**ARTICLE**
· · · ·
8.13. Age-Off Iterators¶
This chapter provides documentation on how to configure the beta feature for data age-off via Accumulo iterators. Age-off allows administrators to set retention periods on data (e.g. 3 months) in order to automatically hide and delete data from tables without manually deleting features.
Currently there are two types of age-off supported - attribute based, and ingest-time based.
8.13.1. Installation¶
The age-off iterators are provided as part of the GeoMesa Accumulo Distributed Runtime jar which can be found in the Installing GeoMesa Accumulo chapter.
8.13.2. Requirements¶
Age-off iterators are applied to individual Accumulo tables - as such, to configure age-off on a simple feature
type, table sharing must be disabled. This may be accomplished by setting the user data string
geomesa.table.sharing='false'
on the simple feature type before calling createSchema
. This check may be
overridden by setting the system property geomesa.age-off.override=true
. This may be desirable for configuring
ingest time age-off on multiple simple feature types, or when it is known that only a single simple feature type
is present in a catalog. Note that configuring attribute-based age-off on multiple features in a shared catalog
will generally not work.
8.13.3. Configuration¶
Age-off can be configured through the GeoMesa command-line tools, using the configure-age-off
command.
See Accumulo Command-Line Tools for an overview of the command-line tools.
Warning
If age-off iterators have previously been configured manually, it is suggested to remove them before using any provided tools, in order to ensure consistency in naming and priority.
8.13.3.1. Viewing Current Age-Off¶
Any configured age-off iterators can be shown via the command line tools configure-age-off
command:
$ geomesa-accumulo configure-age-off -c test_catalog -f test_feature --list
INFO Attribute age-off: None
INFO Timestamp age-off: name:age-off, priority:10, class:org.locationtech.geomesa.accumulo.iterators.AgeOffIterator, properties:{retention=PT1M}
Note that this may not display any manually configured age-off iterators, as the iterator name may not match.
· · · ·
**EXERCISE TASK 1**
Answer these questions from the age-off iterators article:
(a) How many types of age-off does it say are currently supported, and what are they?
(b) Which jar provides the age-off iterators?
(c) What system property overrides the table sharing check?
**EXERCISE TASK 2**
Quote the age-off iterators article word for word, starting with "See Accumulo Command-Line" and going on through "may not match.".
**EXERCISE TASK 3**
Extend the article on GeoMesa age-off iterators from its last sentence.
The lines that come next have nothing to do with what you're asked here.

**GIVEN MATERIAL**
· · · ·
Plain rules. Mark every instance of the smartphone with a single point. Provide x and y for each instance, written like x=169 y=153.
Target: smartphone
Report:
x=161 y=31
· · · ·
**TASK RESPONSE 1**
(a) Two: attribute based and ingest-time based.
(b) The GeoMesa Accumulo Distributed Runtime jar.
(c) geomesa.age-off.override=true

**TASK RESPONSE 2**
See Accumulo Command-Line Tools for an overview of the command-line tools.
Warning
If age-off iterators have previously been configured manually, it is suggested to remove them before using any provided tools, in order to ensure consistency in naming and priority.
8.13.3.1. Viewing Current Age-Off¶
Any configured age-off iterators can be shown via the command line tools configure-age-off
command:
$ geomesa-accumulo configure-age-off -c test_catalog -f test_feature --list
INFO Attribute age-off: None
INFO Timestamp age-off: name:age-off, priority:10, class:org.locationtech.geomesa.accumulo.iterators.AgeOffIterator, properties:{retention=PT1M}
Note that this may not display any manually configured age-off iterators, as the iterator name may not match.

**TASK RESPONSE 3**
8.13.3.2. Ingest Time Age-Off¶
Ingest time age-off will use the timestamp associated with the Accumulo data value to validate retention.
Note
Ingest time age-off requires that the Accumulo tables are configured with system timestamps, instead of the default logical timestamps. See Accumulo Logical Timestamps for more information.
Ingest time age-off can be configured via the command line tools configure-age-off
command, without specifying
a date attribute:
$ geomesa-accumulo configure-age-off -c test_catalog -f test_feature --set --expiry '1 day'
This will remove any existing age-off configuration and replace it with the new specification.
8.13.3.3. Attribute Age-Off¶
Attribute age-off will use a date-type attribute to validate retention.
Attribute age-off can be configured via the command line tools configure-age-off
command by specifying
a date attribute:
$ geomesa-accumulo configure-age-off -c test_catalog -f test_feature --set --expiry '1 day' --dtg my_date_attribute
This will remove any existing age-off configuration and replace it with the new specification.
8.13.3.4. Removing Age-Off¶
Any configured age-off iterators can be cleared via the command line tools configure-age-off
command:
$ geomesa-accumulo configure-age-off -c test_catalog -f test_feature --remove
This will remove both attribute and ingest time age-off.
8.13.4. Statistics¶
As features are aged off, summary data statistics will get out of date, which can degrade query planning. For manageable data sets, it is recommended to re-analyze statistics every so often, via the stats-analyze command. If the data set is too large for this to be feasible, then stats can instead be disabled completely via geomesa.stats.generate.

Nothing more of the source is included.